[Photo-based referring expression data]
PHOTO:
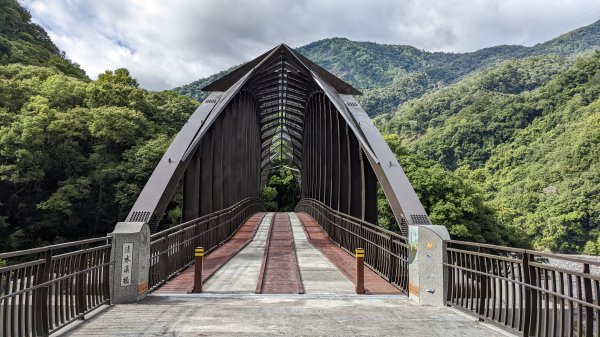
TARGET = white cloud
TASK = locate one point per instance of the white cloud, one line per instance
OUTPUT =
(166, 44)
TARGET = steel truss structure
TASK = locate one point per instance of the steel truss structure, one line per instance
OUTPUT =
(279, 109)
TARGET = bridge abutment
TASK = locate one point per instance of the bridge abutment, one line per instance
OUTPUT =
(131, 255)
(427, 275)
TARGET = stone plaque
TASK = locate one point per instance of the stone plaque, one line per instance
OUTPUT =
(126, 264)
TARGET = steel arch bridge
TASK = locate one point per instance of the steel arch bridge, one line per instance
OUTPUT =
(279, 107)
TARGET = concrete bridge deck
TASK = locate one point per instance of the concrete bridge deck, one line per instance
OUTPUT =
(328, 306)
(280, 315)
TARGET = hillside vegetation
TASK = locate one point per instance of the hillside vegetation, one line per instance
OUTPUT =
(528, 131)
(74, 153)
(389, 75)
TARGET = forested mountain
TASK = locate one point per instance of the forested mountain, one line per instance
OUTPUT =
(528, 131)
(389, 75)
(74, 153)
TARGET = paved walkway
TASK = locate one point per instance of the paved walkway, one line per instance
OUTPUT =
(329, 307)
(319, 275)
(239, 275)
(345, 262)
(280, 315)
(213, 261)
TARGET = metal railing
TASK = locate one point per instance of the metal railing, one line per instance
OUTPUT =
(520, 291)
(44, 289)
(386, 252)
(172, 249)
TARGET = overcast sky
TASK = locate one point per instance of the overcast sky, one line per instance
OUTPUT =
(169, 43)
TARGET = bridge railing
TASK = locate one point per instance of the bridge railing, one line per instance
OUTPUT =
(526, 292)
(43, 289)
(386, 252)
(172, 249)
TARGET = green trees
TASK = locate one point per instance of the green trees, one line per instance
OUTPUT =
(527, 132)
(75, 154)
(282, 191)
(451, 199)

Exercise: Retype the records in full. Do not carry over the images.

Expected output:
PHOTO:
TARGET = white cloud
TASK = locate one point per instance of the white cloud, one line per instance
OUTPUT =
(166, 44)
TARGET = steel truss structure
TASK = locate one point per instance of the steel truss structure, one line per instance
OUTPUT =
(279, 109)
TARGET = bridge abutment
TASK = locate one point per instance of the bridge abutment, one line per instance
OUTPUT =
(131, 255)
(427, 275)
TARGET = stone plaque
TASK = locate one point per instance of the stone plaque, one line per instance
OUTPUT =
(126, 264)
TARGET = steel arch bridge
TASK = locate one point per instance of the steel arch bridge, one line per instance
OUTPUT =
(279, 107)
TARGET = concrete bridge deck
TASK = locate one point per instance of the concrete bridge deck, one line per instance
OUTPUT =
(328, 306)
(280, 315)
TARGET = hillside vegetation
TASK = locate one point per instance of the hillside vegetation, one line per instance
OUTPUT =
(528, 131)
(74, 153)
(389, 75)
TARGET = forested mountain
TASK = locate one point per instance of the forested mountain, one line per instance
OUTPUT =
(528, 131)
(389, 75)
(74, 153)
TARGET = paved walkway
TASK = locate one point per instance of the paved walkway, one line per instance
OUTPUT =
(329, 307)
(319, 275)
(239, 275)
(345, 262)
(280, 315)
(213, 261)
TARGET = metal railing
TASK = locate one point per instance of the metal railing, one line per instance
OUTPUT =
(520, 291)
(44, 289)
(386, 252)
(172, 249)
TARGET = overcast sky
TASK = locate one point per instance of the overcast sky, one line per instance
OUTPUT =
(169, 43)
TARGET = bridge railing
TASK = locate one point per instance of the bridge railing, one line per instance
OUTPUT =
(526, 292)
(43, 289)
(386, 252)
(172, 249)
TARGET = green trees
TASK = locate one point per instance of the green trees, one line per instance
OUTPUT =
(527, 132)
(75, 154)
(282, 191)
(451, 199)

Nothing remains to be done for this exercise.